=== PASSAGE TO READ ===
+ + + + +
What’s Included?
Your Style
Your transcripts are your personal work of art, complete with your name on the title page. My job is to support you by polishing up your transcripts exactly the way you like them.
To make things easier for both of us, you can quickly fill out a list of preferences when we start working together. That way, we won’t spend time emailing back and forth during jobs; I’ll have your preference sheet handy to answer any questions I might have. For example, do you prefer Morson’s or Margie’s stylebook? The Oxford comma: love or hate?
What do I proofread?
- title page
- appearances
- index
- body of the transcript
- certificates
- witness review letters
- errata sheets
What errors do I catch?
- formatting (spacing of lines and words; alignment; inconsistencies on cover pages, appearance pages, indexes, and certificates)
- spelling (of words, names, e-mails)
- punctuation
- capitalization
- hyphenation
- numerals
- abbreviations
- dates
- Q’s and A’s and bylines
- homophones and commonly confused words (ensure/insure, affect/effect, forego/forgo, therefore/therefor)
+ + + + +
=== INFORMATION SHOWN ===
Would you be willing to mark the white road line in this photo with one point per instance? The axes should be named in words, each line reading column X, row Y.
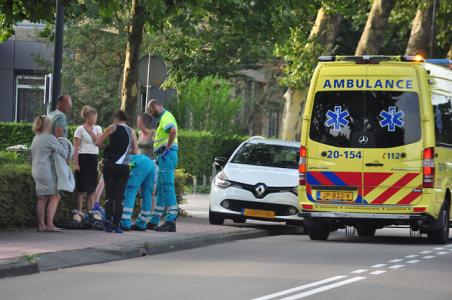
column 359, row 271
column 396, row 266
column 414, row 261
column 301, row 287
column 324, row 288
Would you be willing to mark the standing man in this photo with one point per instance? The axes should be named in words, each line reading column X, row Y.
column 166, row 148
column 58, row 119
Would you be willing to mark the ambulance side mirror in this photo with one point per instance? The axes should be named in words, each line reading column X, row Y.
column 220, row 162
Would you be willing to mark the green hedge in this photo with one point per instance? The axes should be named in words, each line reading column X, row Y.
column 18, row 197
column 197, row 149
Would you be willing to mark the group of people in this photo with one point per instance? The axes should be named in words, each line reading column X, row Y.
column 131, row 165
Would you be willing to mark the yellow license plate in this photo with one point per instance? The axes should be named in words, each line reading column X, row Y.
column 259, row 213
column 333, row 195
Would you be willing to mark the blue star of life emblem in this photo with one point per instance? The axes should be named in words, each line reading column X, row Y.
column 392, row 118
column 337, row 118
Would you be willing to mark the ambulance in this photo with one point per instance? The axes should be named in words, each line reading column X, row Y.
column 376, row 146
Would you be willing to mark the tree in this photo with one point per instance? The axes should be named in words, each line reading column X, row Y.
column 373, row 33
column 419, row 40
column 207, row 105
column 129, row 90
column 322, row 36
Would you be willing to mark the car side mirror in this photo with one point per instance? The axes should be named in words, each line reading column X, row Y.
column 220, row 162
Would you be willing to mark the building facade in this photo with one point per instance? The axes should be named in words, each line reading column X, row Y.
column 22, row 61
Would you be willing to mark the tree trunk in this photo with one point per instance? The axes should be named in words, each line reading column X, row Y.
column 325, row 29
column 377, row 20
column 420, row 32
column 129, row 90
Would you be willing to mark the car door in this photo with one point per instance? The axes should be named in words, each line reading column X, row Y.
column 392, row 157
column 334, row 158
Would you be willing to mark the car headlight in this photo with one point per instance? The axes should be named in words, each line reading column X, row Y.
column 221, row 180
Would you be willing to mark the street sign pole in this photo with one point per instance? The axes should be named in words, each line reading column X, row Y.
column 147, row 80
column 433, row 29
column 58, row 56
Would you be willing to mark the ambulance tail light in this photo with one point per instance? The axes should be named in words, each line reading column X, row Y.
column 428, row 180
column 302, row 167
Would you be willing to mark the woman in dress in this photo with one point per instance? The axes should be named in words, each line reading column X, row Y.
column 86, row 157
column 43, row 147
column 123, row 142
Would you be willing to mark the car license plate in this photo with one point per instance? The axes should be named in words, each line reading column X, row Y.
column 333, row 195
column 259, row 213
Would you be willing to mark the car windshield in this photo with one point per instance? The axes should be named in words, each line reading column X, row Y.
column 365, row 119
column 265, row 155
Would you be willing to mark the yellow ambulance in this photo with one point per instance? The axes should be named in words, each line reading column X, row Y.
column 376, row 146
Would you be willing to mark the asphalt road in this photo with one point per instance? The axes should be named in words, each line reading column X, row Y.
column 390, row 266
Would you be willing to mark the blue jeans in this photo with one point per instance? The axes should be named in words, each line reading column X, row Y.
column 141, row 177
column 166, row 193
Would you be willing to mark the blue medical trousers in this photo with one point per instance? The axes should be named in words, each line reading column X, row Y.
column 141, row 177
column 166, row 193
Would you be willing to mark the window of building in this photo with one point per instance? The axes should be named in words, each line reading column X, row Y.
column 29, row 97
column 273, row 123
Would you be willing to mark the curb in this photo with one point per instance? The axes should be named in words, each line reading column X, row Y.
column 18, row 267
column 115, row 252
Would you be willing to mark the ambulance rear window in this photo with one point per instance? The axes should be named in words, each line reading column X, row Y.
column 365, row 119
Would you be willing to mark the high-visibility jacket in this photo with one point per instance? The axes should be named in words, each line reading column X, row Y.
column 167, row 121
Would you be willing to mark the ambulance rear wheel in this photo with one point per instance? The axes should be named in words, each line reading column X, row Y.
column 366, row 231
column 441, row 234
column 318, row 233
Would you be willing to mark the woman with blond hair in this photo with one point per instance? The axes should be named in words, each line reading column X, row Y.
column 43, row 148
column 86, row 157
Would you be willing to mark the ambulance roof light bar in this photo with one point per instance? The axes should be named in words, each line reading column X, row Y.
column 371, row 58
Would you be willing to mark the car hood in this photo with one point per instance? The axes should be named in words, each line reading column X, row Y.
column 272, row 177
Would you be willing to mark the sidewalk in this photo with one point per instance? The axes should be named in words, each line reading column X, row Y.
column 34, row 251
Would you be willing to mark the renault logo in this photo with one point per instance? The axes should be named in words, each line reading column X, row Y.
column 363, row 140
column 260, row 190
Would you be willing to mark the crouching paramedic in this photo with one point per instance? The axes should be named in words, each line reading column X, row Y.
column 166, row 148
column 141, row 179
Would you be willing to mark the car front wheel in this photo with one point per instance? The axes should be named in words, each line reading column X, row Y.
column 215, row 219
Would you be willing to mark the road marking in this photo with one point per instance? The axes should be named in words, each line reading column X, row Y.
column 359, row 271
column 414, row 261
column 324, row 288
column 396, row 266
column 301, row 287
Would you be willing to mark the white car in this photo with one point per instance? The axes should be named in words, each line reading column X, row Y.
column 259, row 181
+ + + + +
=== DESCRIPTION OF THE TASK ===
Reproduce the proofreading service description above from "To make things" to "words, names, e-mails)", word for word.

=== OUTPUT OF THE TASK ===
To make things easier for both of us, you can quickly fill out a list of preferences when we start working together. That way, we won’t spend time emailing back and forth during jobs; I’ll have your preference sheet handy to answer any questions I might have. For example, do you prefer Morson’s or Margie’s stylebook? The Oxford comma: love or hate?
What do I proofread?
- title page
- appearances
- index
- body of the transcript
- certificates
- witness review letters
- errata sheets
What errors do I catch?
- formatting (spacing of lines and words; alignment; inconsistencies on cover pages, appearance pages, indexes, and certificates)
- spelling (of words, names, e-mails)